==== Reading passage

American political strategist and commentator (born 1989)

Symone Danielle Sanders-Townsend (born December 10, 1989) is an American political strategist and political commentator who hosts MS NOW's The Weeknight. A former member of the Democratic Party, she served as national press secretary for Bernie Sanders' 2016 presidential campaign. In October 2016, she was hired as a political commentator by CNN.

In April 2019, Sanders joined the 2020 presidential campaign of former vice president Joe Biden as a senior advisor, and after Biden won the election, was named chief spokesperson and a senior advisor for his vice president, Kamala Harris. On December 2, 2021, Sanders announced her resignation from the White House to return to broadcasting. She currently co-hosts MS NOW's The Weekend and 7 pm ET weekday broadcasts with Alicia Menendez and Michael Steele.

==Early life==
Sanders was raised in North Omaha, Nebraska. Her father, Daniel Sanders, is retired from the U.S. Army Corps of Engineers. Her mother, Terri Sanders, is the former publisher of the Omaha Star and former executive director for the Great Plains Black History Museum.

She attended Sacred Heart Catholic School. As a child, Sanders wanted to grow up to host her own television show. She used to walk around the house acting as Donna Burns, an imaginary television host.

Her first job was working at Time Out Foods in Omaha, a Black-owned restaurant. She graduated in 2008 from Mercy High School.

Sanders attended Creighton University, and earned a bachelor's degree in business administration. While in college, she interned at a law firm, where she realized she didn't want to work in law.

== Career ==

Sanders worked in the communications office of former Omaha Mayor Jim Suttle, and she was deputy communications director for Democratic gubernatorial candidate Chuck Hassebrook in 2014.

In August 2015, Sanders joined the Bernie Sanders 2016 presidential campaign as the national press secretary. In December, Fusion listed Sanders as one of 30 women under 30 who would shape the 2016 election.

========

» **Requirements**
Answer these from the biography of Symone Sanders-Townsend:
(a) From which high school did she graduate in 2008?
(b) In what month and year did she join Bernie Sanders' 2016 presidential campaign?
(c) On what date did she announce her resignation from the White House?
Rely only on the biography for your answers.

==== Dataset content

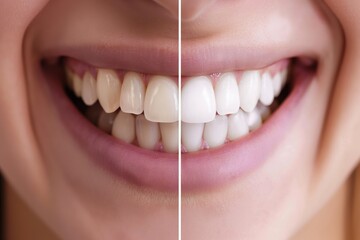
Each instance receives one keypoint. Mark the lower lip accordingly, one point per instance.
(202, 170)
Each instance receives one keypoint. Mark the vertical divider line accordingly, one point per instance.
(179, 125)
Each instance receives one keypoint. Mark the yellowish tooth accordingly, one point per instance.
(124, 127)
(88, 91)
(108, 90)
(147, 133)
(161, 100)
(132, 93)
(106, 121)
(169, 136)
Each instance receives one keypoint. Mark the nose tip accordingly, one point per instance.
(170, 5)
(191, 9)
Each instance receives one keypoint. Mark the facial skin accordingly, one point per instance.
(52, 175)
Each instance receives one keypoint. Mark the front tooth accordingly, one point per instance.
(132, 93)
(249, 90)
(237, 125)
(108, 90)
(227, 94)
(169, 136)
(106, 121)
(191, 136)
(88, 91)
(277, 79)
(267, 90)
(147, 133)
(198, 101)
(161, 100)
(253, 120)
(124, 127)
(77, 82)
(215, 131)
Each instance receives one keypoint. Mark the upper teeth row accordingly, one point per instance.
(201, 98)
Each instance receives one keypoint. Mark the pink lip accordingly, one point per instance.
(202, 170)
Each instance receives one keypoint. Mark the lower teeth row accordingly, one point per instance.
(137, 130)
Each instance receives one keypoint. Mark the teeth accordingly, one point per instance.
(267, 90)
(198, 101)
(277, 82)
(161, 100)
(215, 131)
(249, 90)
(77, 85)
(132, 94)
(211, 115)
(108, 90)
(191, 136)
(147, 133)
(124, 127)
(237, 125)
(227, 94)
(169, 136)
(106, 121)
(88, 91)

========
==== Dataset content

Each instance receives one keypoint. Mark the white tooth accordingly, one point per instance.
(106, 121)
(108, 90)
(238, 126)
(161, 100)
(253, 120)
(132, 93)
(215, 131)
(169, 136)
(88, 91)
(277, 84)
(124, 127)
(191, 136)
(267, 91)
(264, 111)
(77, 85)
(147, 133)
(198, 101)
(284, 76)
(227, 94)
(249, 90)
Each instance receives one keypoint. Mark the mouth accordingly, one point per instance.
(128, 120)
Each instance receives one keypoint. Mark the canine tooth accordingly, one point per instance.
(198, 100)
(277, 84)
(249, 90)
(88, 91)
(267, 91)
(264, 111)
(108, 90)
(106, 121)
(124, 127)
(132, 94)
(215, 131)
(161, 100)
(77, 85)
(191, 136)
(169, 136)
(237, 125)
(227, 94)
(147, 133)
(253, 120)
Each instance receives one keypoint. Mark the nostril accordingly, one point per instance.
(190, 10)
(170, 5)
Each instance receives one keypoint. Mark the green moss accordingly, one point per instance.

========

» **Final result**
(a) Mercy High School
(b) August 2015
(c) December 2, 2021